Indeed, this year’s budget address signalled that the government is looking at startups as part of the corporate world at large, given many of the broader measures and the budgetary allocation for large sectors and industries.
The biggest announcement for startups was related to the abolishment of the contentious Angel Tax for investors in all classes, which would be a big relief for startups, but pending Angel Tax investigations are still a sore point for many startups.
In terms of sector-specific allocation, India’s spacetech startups are under the spotlight once again in the Union Budget 2024, but besides this, the biggest push has come for the manufacturing industry.
Additionally, the Union Budget 2024-25 showed that the government is looking at uplifting the MSME sector and startups in a big way by expanding the various credit access platforms available to this class of businesses.
For individuals, though, not much relief was found from the current tax regime in the Union Budget 2024. While some adjustments were made to the income tax structure, the bigger focus has been on increasing the tax collection by targetting the growth seen in securities and derivatives trading.
Sitharaman also spoke about the government’s focus on digital public infrastructure (DPI) for modernising agriculture, healthcare, finance, ecommerce, education, law and justice, logistics and other key areas. These are undoubtedly areas that Indian startups can target.
For instance, land records in urban areas are set to be digitised with geo information systems (GIS) mapping, while sector-specific databases will be created under the Digital India mission to improve data governance, collection and processing.
Here are the five key areas that were under the spotlight during Sitharaman’s 90-minute Union Budget 2024-25 address:
Huge Focus On Skilling, Employment
- One-month wage to all persons newly entering the workforce in all formal sectors
- Incentive boosts for employers and new employees in the manufacturing and other sectors
- 1,000 Industrial Training Institutes will be upgraded around skill-focussed outcomes
- Loans for upskilling and higher education in domestic institutions
As expected in the run-up to the Union Budget 2024, Sitharaman focussed heavily on encouraging new employment and job creation in key sectors.
Job-creation measures included the new internship scheme, EPFO-based benefits for employees and employers as well as a focus on skill development through the Industrial Training Institutes.

_Rows_.
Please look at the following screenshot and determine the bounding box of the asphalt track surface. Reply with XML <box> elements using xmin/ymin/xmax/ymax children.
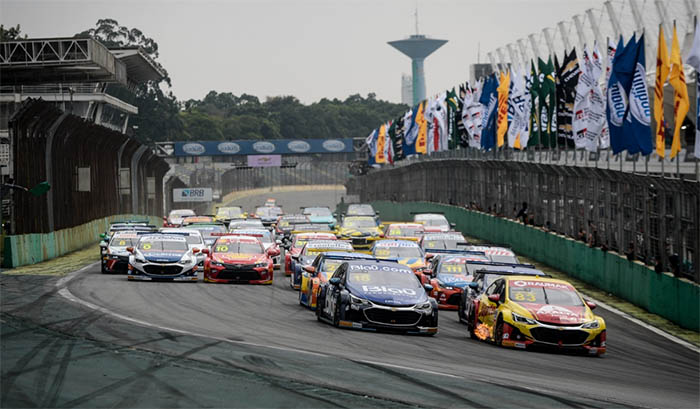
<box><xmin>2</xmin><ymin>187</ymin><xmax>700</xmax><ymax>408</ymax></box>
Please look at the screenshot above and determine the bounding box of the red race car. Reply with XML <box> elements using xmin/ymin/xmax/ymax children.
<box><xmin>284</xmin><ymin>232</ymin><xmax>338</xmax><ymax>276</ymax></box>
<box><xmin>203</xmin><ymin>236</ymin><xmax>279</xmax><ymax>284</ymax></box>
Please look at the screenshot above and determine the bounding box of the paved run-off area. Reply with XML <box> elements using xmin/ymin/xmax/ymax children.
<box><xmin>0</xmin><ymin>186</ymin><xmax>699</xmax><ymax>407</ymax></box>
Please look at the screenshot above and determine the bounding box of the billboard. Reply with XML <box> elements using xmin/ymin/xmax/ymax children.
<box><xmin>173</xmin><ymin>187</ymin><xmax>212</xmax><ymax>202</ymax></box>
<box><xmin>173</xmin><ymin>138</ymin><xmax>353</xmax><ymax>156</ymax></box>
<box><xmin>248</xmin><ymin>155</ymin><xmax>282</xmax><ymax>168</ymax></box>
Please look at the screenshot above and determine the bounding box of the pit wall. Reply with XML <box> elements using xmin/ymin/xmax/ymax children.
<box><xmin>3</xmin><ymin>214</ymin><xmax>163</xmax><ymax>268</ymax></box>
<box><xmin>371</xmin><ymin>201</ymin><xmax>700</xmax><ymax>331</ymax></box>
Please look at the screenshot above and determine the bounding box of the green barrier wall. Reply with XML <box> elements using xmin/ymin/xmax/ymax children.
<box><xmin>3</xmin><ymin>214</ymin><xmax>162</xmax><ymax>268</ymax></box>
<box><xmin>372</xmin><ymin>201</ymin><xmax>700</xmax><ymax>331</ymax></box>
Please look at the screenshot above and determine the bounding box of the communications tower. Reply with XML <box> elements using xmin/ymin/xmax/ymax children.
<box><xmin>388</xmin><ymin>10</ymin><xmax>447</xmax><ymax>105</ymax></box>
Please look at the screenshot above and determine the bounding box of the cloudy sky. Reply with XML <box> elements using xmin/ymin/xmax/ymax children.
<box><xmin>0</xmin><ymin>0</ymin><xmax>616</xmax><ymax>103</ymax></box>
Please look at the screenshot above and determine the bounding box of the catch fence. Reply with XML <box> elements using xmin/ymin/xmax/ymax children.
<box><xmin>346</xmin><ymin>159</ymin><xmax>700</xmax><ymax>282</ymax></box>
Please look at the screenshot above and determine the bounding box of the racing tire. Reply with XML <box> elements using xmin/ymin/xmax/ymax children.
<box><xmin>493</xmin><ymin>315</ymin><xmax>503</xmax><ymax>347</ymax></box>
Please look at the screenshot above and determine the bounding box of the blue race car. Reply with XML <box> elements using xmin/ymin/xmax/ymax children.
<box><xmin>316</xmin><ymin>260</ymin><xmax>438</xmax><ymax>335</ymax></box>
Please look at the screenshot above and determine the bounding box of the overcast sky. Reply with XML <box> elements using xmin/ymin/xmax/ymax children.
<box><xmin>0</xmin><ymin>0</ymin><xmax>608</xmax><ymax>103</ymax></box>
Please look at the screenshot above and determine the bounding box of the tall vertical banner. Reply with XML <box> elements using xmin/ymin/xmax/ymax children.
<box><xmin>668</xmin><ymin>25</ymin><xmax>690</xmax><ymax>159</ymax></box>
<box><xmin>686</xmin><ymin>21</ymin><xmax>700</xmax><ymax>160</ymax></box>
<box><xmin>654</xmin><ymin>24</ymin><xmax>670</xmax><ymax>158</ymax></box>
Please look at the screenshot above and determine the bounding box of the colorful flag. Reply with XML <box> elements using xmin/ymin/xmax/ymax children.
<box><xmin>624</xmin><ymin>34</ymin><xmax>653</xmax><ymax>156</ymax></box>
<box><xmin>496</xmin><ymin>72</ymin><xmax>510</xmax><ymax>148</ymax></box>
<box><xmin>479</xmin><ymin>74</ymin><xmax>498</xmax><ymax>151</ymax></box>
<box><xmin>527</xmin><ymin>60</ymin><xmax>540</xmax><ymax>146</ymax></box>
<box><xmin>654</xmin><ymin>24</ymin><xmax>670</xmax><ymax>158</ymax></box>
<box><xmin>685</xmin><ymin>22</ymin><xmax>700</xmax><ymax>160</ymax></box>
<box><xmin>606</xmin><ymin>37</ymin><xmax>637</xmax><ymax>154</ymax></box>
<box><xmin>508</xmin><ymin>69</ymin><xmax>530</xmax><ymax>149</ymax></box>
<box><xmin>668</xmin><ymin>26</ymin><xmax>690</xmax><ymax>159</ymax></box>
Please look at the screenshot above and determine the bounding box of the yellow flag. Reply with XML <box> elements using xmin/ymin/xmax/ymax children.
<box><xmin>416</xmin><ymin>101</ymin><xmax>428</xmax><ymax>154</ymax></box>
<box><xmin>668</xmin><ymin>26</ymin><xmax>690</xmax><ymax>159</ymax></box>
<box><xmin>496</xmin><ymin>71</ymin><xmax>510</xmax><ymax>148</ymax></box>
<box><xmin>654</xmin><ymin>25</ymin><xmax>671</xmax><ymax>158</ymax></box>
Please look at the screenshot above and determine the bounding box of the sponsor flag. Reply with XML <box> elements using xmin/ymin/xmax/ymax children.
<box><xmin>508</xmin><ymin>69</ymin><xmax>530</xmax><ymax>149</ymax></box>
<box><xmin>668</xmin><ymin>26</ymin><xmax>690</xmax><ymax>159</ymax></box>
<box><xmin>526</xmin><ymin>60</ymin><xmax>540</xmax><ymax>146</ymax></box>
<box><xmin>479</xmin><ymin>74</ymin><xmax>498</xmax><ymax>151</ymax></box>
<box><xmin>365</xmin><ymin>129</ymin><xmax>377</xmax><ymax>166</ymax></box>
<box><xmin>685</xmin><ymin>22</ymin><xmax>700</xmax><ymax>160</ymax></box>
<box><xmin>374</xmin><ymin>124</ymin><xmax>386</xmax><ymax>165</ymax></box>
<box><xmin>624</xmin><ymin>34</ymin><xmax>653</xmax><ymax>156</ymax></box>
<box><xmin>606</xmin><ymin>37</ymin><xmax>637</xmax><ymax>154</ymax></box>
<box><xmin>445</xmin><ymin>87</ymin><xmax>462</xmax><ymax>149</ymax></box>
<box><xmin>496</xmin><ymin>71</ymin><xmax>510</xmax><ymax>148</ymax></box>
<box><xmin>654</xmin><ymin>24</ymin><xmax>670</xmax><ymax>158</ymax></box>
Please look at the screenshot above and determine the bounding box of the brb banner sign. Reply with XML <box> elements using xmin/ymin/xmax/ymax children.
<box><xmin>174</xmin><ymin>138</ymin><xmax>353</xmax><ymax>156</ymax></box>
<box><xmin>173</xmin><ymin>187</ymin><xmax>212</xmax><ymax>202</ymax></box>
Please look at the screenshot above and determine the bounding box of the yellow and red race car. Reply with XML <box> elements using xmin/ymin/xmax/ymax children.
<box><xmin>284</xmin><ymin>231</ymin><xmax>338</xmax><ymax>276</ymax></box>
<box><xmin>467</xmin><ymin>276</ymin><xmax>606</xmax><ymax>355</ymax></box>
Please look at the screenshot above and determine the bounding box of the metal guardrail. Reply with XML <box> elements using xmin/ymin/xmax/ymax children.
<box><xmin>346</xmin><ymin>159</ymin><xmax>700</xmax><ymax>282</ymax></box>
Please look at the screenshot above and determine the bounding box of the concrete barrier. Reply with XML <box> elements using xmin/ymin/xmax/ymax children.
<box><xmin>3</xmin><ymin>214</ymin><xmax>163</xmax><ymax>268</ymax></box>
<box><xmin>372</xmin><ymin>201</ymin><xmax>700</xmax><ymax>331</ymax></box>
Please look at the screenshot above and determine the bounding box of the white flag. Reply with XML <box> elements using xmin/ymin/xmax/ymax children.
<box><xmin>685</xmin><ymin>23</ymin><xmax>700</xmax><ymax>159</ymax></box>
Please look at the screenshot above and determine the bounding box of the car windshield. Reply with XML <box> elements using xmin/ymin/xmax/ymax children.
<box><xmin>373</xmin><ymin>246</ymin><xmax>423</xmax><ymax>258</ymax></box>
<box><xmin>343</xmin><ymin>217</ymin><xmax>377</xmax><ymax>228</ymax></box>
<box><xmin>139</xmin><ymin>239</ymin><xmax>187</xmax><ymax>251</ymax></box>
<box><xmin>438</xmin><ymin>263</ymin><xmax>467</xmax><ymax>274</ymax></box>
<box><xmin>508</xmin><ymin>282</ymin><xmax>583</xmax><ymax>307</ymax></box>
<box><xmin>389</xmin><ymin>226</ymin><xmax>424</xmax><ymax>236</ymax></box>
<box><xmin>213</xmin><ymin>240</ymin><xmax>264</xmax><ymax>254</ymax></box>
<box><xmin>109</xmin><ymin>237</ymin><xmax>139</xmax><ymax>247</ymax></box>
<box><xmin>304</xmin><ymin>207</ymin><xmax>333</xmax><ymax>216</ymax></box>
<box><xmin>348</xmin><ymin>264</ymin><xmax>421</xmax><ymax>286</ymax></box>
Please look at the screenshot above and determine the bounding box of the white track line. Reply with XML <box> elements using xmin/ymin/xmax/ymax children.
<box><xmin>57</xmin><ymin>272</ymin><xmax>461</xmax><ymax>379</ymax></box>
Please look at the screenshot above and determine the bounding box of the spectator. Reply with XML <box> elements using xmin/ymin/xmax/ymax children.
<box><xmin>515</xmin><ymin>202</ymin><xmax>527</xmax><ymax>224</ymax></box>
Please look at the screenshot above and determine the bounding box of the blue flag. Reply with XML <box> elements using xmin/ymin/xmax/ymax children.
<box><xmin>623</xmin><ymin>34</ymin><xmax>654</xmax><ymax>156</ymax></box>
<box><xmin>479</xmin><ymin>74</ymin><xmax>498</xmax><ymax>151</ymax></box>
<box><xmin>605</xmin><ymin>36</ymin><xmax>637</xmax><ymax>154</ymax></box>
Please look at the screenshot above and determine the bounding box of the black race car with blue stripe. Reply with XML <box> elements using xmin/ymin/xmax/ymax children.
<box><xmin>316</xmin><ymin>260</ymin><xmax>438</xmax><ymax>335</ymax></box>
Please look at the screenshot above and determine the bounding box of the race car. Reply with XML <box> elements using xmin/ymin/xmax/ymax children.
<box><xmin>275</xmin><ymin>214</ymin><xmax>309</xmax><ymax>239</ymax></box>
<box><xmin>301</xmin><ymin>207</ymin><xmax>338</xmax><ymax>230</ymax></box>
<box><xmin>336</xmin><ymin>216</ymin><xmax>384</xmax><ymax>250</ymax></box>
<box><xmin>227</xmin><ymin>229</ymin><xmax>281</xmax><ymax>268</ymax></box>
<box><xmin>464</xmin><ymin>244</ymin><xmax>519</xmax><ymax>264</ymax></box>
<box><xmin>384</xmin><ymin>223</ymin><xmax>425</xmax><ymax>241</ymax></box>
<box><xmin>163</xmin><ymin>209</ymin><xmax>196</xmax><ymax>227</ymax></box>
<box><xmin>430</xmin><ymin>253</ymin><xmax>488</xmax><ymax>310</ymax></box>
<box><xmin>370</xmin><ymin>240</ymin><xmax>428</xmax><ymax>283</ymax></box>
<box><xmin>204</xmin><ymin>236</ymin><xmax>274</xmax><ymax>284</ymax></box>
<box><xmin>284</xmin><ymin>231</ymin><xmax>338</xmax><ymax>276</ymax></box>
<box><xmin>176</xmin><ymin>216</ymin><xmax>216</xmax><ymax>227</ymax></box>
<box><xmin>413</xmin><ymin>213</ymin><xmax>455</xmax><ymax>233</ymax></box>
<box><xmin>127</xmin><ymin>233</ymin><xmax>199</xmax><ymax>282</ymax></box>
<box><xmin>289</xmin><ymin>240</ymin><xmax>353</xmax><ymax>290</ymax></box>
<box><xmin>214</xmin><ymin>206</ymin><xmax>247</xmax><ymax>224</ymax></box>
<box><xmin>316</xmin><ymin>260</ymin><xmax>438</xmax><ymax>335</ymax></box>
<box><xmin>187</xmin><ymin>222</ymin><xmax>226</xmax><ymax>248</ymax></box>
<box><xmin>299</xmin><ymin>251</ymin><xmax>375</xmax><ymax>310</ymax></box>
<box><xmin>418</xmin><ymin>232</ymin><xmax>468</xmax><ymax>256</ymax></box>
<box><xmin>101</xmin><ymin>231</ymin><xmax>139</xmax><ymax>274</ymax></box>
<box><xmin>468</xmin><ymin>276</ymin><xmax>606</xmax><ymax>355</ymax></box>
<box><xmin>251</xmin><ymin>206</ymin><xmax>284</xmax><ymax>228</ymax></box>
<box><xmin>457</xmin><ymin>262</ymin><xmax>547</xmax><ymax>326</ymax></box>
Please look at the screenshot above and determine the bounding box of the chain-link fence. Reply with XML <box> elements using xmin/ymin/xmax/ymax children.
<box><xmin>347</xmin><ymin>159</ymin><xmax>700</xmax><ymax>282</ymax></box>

_Problem statement_.
Pick up the article on India's Union Budget 2024-25 at the point where it stops, and continue it in the same style.

_Exercise response_.
In addition to the PLI schemes that have catapulted India in the global supply chain market, the government is looking to encourage investments in large-scale manufacturing and formal sectors by rewarding employers for hiring new workers.
Those in the manufacturing sector, in particular, stand to benefit as the pace of new job creation is higher in this sector as compared to the services industry. We can see these incentives driving investments in new manufacturing units for semiconductors, automotive and EV industry, while the already booming electronics manufacturing industry is likely to expand its base in India — especially when you read these changes along with the lower customs duty on many critical raw materials and inputs (more on this later).
Interestingly, the budget speech did not announce any particular government investments in the semiconductor manufacturing space, preferring to focus on incentives that cover the entire gamut of manufacturing. In the past year, the government set aside INR 1K Cr to fund semiconductor design startups, along with a $10 Bn allocation for semiconductor manufacturing research and design.
Budget 2024 Brings Mixed Bag For Taxes
- Contentious Angel Tax For Startups Abolished From April 1, 2024
- 2% Equalisation Levy AKA Digital Tax On Foreign Cos Abolished From August 2024
- Short-Term Capital Gains Tax Hiked To 12.5% From 10%
- Long-Term Capital Gains Tax Hiked To 20% From 15%
When it comes to tax-related changes, Sitharaman’s budget dished out the good news with an equal measure of the bad.
Firstly, most startups will welcome the abolishment of Angel Tax, which has been a thorn in the side of early-stage startups for the past six years when the IT department began looking at potential violations and sending notices to companies and their investors.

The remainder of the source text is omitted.